Les nouveaux risques pyrotechniques de Toulouse

31 oct. 2012

La France a été le théâtre de trois guerres modernes, 1870, 14-18, 39-45. Les belligérants ont fabriqué, utilisé, stocké, transporté ou abandonné des quantités incalculables de munitions encore actives dans les sols, sous-sols, rivières et mers.

Les matériels de guerre enfouis dans la terre sont un danger mortel pour les travailleurs et les populations. Ils exposent l’environnement à des risques méconnus ou occultés par les élus locaux, les services de l’Etat, les architectes et les urbanistes.

La dépollution pyrotechnique dans le quartier de la Cartoucherie prévue entre le 1er et le 4 novembre 2012 et entre le 5 et le 23 novembre 2012 montre l’incapacité générale à planifier la construction d’une Zone d’Aménagement Concerté (ZAC) sur une friche industrielle. Même le vocabulaire est faussé. Le site Internet de la Mairie de Toulouse parle de « réhabilitation des sols à la Cartoucherie ». En fait il s’agit bien d’un déminage.

Le passé militaire de Toulouse n’a pas fini de livrer ses secrets, ses caches et ses imprévus. La Cartoucherie dont les premières activités remontent au XIX° siècle est située à près de 4 km de la plateforme chimique AZF/SNPE.

Dans la première phase, entre 1990 et 2000, un Zénith et les services des Pompes Funèbres Générales ont été implantés sur la partie sud de la Cartoucherie. A l’issue de la dépollution partielle, des résidus de grillages de munitions contenant du cuivre, du zinc, du plomb, de l’arsenic ont été laissés sur place avec des matériaux de démolition. La Garonne est tout près. La ville de Toulouse s’est soumise en 2002 à un arrêté préfectoral de 1995 en établissant auprès du Bureau des Hypothèques une servitude garantissant l’imperméabilité et l’accessibilité du dépôt de déchets attenant au Zénith en cas de mutation ou de changement d’affectation des terrains.

La deuxième phase actuelle du projet sur les secteurs est/ouest de la Cartoucherie a été agrémentée du nom magique et masquant « d’éco-quartier ». Les éco-quartiers sont construits en milieux pollués. Dans les éco-quartiers, la Haute Qualité Environnementale n’est pas avare de panneaux solaires dans les hauts mais elle dédaigne les bas. Elle s’arrête aux fondations et au niveau des sols pelés désertés par la biodiversité. L’éco-quartier toulousain de la Cartoucherie ne fait pas obstacle à la règle. Les protocoles de dépollution de la phase 1 ont été appliqués à la phase 2 en adéquation avec un futur usage commercial ou industriel. Observons que l’usage résidentiel est maintenant généralisé dans la phase 2 alors que dans la phase 1 il était exceptionnel, uniquement réservé à une résidence universitaire dont les occupants ont statistiquement un faible temps d’exposition aux polluants. Dans l’éco-quartier, le temps d’exposition des résidents permanents sera beaucoup plus long et la population comptera de nombreux enfants connus pour être très vulnérables aux effets des polluants.

Objectif 1 ▸
Mettez dans un tableau Markdown à deux colonnes, « N° » et « Ligne », les lignes des entrées, en commençant à celle qui contient « Where can you find the woman's finger » et en vous arrêtant à la fin des entrées, sans les lignes vides.

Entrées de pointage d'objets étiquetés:

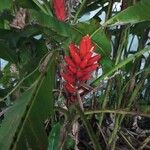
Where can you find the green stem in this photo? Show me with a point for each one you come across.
(117, 111)
(79, 10)
(106, 99)
(89, 129)
(123, 39)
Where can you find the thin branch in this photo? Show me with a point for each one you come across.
(117, 111)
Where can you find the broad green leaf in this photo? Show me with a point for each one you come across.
(120, 65)
(73, 33)
(13, 118)
(26, 4)
(6, 53)
(133, 14)
(5, 4)
(32, 133)
(54, 137)
(25, 119)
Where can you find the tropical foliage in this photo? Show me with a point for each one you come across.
(93, 93)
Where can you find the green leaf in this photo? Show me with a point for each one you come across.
(5, 4)
(73, 33)
(54, 137)
(120, 65)
(26, 4)
(12, 120)
(6, 53)
(133, 14)
(27, 130)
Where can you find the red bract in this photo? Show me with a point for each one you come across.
(79, 66)
(59, 9)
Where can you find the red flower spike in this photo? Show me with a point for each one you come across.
(85, 60)
(68, 78)
(69, 61)
(59, 9)
(70, 88)
(79, 67)
(91, 68)
(80, 74)
(68, 71)
(74, 54)
(85, 78)
(73, 70)
(94, 59)
(85, 45)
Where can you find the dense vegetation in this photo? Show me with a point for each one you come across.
(113, 112)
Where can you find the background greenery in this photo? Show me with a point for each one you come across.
(32, 106)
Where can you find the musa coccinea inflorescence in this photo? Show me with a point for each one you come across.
(79, 66)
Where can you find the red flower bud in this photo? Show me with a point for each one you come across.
(85, 78)
(59, 9)
(73, 70)
(74, 54)
(91, 68)
(85, 45)
(70, 88)
(94, 59)
(80, 74)
(85, 60)
(69, 61)
(68, 78)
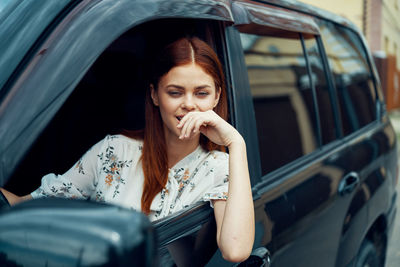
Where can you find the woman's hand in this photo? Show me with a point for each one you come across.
(211, 125)
(14, 199)
(235, 216)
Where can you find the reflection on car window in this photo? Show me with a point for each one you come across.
(282, 97)
(323, 93)
(4, 4)
(348, 62)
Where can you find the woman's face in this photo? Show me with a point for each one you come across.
(183, 89)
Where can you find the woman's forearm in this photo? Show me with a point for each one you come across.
(236, 233)
(14, 199)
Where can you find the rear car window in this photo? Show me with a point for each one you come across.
(352, 76)
(282, 97)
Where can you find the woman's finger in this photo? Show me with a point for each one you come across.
(185, 124)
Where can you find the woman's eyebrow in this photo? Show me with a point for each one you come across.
(176, 86)
(203, 87)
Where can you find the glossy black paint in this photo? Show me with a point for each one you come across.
(300, 215)
(88, 234)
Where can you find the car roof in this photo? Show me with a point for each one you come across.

Objectif 2 ▸
Dans l'extrait sur la Cartoucherie, réécrivez sous forme de liste le paragraphe qui commence par « Dans la première phase, entre 1990 et 2000 », en gardant ses faits principaux.

Réponse rédigée 1 ▸
| N° | Ligne |
|---|---|
| 1 | Where can you find the woman's finger in this photo? Show me with a point for each one you come across. |
| 2 | (185, 124) |
| 3 | Where can you find the woman's eyebrow in this photo? Show me with a point for each one you come across. |
| 4 | (176, 86) |
| 5 | (203, 87) |
| 6 | Where can you find the glossy black paint in this photo? Show me with a point for each one you come across. |
| 7 | (300, 215) |
| 8 | (88, 234) |
| 9 | Where can you find the car roof in this photo? Show me with a point for each one you come across. |

Réponse rédigée 2 ▸
- Entre 1990 et 2000, un Zénith et les services des Pompes Funèbres Générales ont été implantés sur la partie sud de la Cartoucherie.
- Après une dépollution partielle, des résidus de grillages de munitions contenant du cuivre, du zinc, du plomb et de l'arsenic ont été laissés sur place avec des matériaux de démolition.
- La Garonne est tout près.
- En 2002, la ville de Toulouse s'est soumise à un arrêté préfectoral de 1995. Elle a établi auprès du Bureau des Hypothèques une servitude garantissant l'imperméabilité et l'accessibilité du dépôt de déchets attenant au Zénith en cas de mutation ou de changement d'affectation des terrains.